In the records below, locate the line containing "Place one point per instance of the distant", then output that line and all later lines exactly, through the last one.
======== Given data
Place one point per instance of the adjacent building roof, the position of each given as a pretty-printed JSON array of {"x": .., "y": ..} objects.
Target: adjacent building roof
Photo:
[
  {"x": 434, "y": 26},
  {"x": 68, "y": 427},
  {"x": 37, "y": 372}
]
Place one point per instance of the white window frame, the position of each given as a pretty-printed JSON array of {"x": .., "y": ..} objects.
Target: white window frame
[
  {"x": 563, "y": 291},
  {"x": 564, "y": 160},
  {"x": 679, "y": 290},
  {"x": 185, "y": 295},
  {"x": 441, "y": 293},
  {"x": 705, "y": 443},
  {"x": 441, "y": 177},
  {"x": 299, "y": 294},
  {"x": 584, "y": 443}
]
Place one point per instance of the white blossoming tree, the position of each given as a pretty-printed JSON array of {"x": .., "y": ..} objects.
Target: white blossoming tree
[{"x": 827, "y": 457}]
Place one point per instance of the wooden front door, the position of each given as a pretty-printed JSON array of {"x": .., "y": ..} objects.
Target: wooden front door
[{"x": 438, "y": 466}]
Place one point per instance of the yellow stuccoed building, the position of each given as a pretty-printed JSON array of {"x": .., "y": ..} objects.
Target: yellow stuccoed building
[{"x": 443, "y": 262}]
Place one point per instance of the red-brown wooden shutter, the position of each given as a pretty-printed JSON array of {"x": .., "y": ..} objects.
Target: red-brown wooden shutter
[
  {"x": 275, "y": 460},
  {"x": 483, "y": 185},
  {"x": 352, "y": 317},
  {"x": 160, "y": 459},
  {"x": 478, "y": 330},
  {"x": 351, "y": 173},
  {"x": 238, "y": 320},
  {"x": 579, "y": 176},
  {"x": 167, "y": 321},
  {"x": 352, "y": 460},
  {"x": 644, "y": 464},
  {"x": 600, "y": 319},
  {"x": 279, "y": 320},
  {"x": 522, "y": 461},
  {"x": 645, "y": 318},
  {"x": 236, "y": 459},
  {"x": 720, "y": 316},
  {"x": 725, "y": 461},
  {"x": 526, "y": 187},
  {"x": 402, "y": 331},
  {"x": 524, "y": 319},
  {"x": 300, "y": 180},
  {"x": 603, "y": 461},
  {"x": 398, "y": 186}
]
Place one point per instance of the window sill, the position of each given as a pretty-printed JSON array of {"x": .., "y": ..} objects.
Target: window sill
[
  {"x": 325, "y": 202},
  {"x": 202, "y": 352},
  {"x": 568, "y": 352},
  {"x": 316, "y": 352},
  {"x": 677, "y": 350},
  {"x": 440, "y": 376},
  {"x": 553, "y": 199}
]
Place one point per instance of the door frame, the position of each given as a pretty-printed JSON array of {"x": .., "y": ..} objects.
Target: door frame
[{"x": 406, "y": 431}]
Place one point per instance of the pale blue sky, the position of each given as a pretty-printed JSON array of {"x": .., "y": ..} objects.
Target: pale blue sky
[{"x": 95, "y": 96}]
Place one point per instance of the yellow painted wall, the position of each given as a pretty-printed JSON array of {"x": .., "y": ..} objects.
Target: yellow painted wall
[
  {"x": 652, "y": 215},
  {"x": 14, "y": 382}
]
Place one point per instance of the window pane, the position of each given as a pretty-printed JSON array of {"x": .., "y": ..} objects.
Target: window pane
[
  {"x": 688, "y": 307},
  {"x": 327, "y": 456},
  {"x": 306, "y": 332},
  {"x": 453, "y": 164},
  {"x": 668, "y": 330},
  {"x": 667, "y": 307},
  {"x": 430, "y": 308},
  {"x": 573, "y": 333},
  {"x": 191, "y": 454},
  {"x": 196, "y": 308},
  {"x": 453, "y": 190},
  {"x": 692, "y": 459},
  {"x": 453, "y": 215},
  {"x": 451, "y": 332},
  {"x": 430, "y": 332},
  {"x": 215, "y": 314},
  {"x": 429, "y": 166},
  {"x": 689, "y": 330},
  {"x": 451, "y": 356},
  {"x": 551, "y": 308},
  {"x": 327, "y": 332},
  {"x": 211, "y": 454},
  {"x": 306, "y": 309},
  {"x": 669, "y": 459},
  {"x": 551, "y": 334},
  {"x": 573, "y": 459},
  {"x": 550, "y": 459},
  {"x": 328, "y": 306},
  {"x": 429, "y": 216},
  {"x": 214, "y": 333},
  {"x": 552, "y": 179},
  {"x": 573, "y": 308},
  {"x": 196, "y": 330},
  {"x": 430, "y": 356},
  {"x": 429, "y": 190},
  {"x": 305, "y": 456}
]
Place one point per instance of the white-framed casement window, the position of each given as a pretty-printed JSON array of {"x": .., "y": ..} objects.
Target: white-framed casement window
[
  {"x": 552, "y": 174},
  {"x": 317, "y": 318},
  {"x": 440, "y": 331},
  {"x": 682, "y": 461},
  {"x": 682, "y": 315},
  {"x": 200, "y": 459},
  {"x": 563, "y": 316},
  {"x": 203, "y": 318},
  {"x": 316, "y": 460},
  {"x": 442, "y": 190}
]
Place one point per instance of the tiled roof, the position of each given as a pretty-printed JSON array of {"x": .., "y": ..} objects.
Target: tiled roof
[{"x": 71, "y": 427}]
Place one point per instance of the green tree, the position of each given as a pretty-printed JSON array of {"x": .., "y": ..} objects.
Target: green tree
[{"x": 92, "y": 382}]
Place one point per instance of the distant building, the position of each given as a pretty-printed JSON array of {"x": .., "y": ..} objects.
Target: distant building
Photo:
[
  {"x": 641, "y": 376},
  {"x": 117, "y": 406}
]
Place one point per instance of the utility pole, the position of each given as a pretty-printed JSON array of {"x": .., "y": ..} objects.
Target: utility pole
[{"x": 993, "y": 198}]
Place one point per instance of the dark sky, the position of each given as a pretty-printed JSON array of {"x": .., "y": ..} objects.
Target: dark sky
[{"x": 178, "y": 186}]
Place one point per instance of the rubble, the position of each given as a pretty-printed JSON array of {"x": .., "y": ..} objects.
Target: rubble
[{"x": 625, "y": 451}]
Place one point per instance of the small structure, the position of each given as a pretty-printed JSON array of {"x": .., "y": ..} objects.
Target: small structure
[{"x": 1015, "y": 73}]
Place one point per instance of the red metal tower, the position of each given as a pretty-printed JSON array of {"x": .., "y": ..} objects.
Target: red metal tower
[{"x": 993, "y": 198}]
================
=== Result ===
Place one point per instance of the distant building, the position of each given as a pretty-printed JSON array of {"x": .., "y": ..} objects.
Target: distant building
Photo:
[
  {"x": 641, "y": 376},
  {"x": 117, "y": 406}
]
Place one point per instance of the utility pole, the position of each given as a pretty-printed JSON array of {"x": .., "y": ..} objects.
Target: utility pole
[{"x": 993, "y": 198}]
Place one point per instance of the dark sky, the position of each given as a pretty-printed JSON array of {"x": .., "y": ..} objects.
Target: dark sky
[{"x": 178, "y": 186}]
Place one point per instance of the rubble, the position of each given as a pretty-printed JSON array of {"x": .., "y": ..} objects.
Target: rubble
[{"x": 625, "y": 451}]
Place one point per instance of the small structure, the position of each given as a pretty-printed JSON array of {"x": .., "y": ..} objects.
Target: small structure
[{"x": 1015, "y": 73}]
Place one point per instance of the red metal tower, the position of each given as a pretty-printed JSON array of {"x": .., "y": ..} objects.
Target: red metal tower
[{"x": 993, "y": 198}]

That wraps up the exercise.